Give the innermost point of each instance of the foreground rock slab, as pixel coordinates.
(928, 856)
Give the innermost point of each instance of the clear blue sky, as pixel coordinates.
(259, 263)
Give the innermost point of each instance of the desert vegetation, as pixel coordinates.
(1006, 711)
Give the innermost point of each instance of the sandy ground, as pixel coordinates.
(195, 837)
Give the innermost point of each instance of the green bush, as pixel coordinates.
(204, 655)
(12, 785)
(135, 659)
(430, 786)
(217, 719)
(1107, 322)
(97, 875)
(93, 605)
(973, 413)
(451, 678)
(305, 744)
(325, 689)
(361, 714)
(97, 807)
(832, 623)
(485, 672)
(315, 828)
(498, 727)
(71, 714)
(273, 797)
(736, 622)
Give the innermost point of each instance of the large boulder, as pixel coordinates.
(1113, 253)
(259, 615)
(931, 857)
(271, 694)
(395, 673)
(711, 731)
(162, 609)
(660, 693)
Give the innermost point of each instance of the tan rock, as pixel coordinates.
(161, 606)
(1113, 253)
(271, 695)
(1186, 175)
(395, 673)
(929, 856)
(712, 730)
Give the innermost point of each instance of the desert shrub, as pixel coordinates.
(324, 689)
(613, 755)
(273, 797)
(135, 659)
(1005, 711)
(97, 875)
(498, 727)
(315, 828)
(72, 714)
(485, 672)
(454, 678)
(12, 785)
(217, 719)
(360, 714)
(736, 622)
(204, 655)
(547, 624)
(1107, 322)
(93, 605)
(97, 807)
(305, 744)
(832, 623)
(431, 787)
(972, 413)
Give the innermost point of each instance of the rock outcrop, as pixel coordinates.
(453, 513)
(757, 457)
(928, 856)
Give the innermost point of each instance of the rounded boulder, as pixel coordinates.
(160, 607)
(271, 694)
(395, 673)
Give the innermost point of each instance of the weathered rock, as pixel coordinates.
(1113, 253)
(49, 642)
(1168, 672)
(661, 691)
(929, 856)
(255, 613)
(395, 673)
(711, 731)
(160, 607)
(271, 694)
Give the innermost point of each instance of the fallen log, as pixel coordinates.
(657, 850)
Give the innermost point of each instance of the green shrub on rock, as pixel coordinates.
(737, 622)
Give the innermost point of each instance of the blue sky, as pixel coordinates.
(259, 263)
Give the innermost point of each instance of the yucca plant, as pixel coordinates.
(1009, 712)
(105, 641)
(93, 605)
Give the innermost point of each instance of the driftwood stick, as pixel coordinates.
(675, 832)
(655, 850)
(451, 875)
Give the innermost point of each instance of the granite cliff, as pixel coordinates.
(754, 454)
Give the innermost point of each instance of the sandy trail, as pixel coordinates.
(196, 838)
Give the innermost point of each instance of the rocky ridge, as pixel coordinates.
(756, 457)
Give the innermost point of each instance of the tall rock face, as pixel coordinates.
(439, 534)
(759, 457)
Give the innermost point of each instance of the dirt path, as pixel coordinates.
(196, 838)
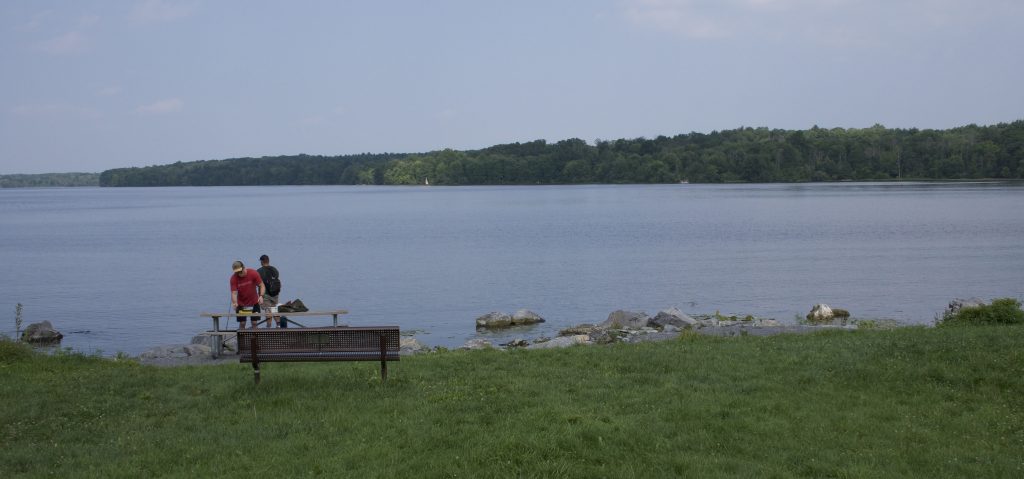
------------------------------------------------
> _EXERCISE DETAILS_
Repeat each entry exactly as it appears; skip any picture.

> _REPLY_
Give the innermost point of each instance of the foreground rock slab, as pixel coordinates.
(928, 856)
Give the innermost point of each instance of the clear blue sky, as pixel coordinates.
(259, 263)
Give the innermost point of each instance of the desert vegetation, as pixel coordinates.
(1006, 711)
Give the innermost point of each instance of the sandy ground, as pixel coordinates.
(195, 837)
Give the innermost point of each instance of the green bush, as pixel coordinates.
(204, 655)
(12, 785)
(135, 659)
(430, 786)
(217, 719)
(1107, 322)
(97, 875)
(93, 605)
(973, 413)
(451, 678)
(305, 744)
(325, 689)
(361, 714)
(97, 807)
(832, 623)
(485, 672)
(315, 828)
(498, 727)
(71, 714)
(273, 797)
(736, 622)
Give the innermost point of each instance of the large boulder, as pixel coordinates.
(1113, 253)
(259, 615)
(931, 857)
(271, 694)
(395, 673)
(711, 731)
(162, 609)
(660, 693)
Give the innermost point of each instance of the tan rock, as pixel coordinates.
(161, 606)
(1113, 253)
(271, 695)
(1186, 175)
(395, 673)
(929, 856)
(712, 730)
Give the innermost point of each instance of the desert shrub, as pixel coordinates.
(324, 689)
(613, 755)
(273, 797)
(135, 659)
(1005, 711)
(97, 875)
(498, 727)
(315, 828)
(72, 714)
(485, 672)
(454, 678)
(12, 785)
(217, 719)
(360, 714)
(736, 622)
(204, 655)
(547, 624)
(1107, 322)
(93, 605)
(97, 807)
(305, 744)
(832, 623)
(431, 787)
(972, 413)
Give the innermost point of each instance of the rock outcrop, as pixel coordinates.
(453, 513)
(757, 457)
(928, 856)
Give the innermost point of each instance of the rounded boulder, as pixel coordinates.
(160, 607)
(271, 694)
(395, 673)
Give the innermost point of each instance of the weathered rock, as pixel coordinates.
(1113, 253)
(49, 642)
(1168, 672)
(661, 691)
(929, 856)
(255, 613)
(395, 673)
(711, 731)
(160, 607)
(271, 694)
Give the innermost point of each instance of the fallen log, as pixel coordinates.
(657, 850)
Give the innermost point of each instance of the green shrub on rock, as pixel coordinates.
(737, 622)
Give the innermost point of each instance of the blue sky, as pixel coordinates.
(259, 263)
Give the innermost point of each instance of the yucca plant, as pixel coordinates.
(1009, 712)
(105, 641)
(93, 605)
Give the innermost point of each instance of the driftwood stick, as pixel coordinates.
(675, 832)
(655, 850)
(451, 875)
Give the innermost point of each instance of the granite cliff, as pixel coordinates.
(754, 454)
Give the innermost point of each instance of the sandy trail, as pixel coordinates.
(196, 838)
Give the innermost point of each instance of the rocky ridge, as pixel coordinates.
(756, 457)
Give the innermost point of each instance of the tall rock face, as pixel coordinates.
(439, 534)
(759, 457)
Give the innermost point of each instance of the dirt path, as pixel coordinates.
(196, 838)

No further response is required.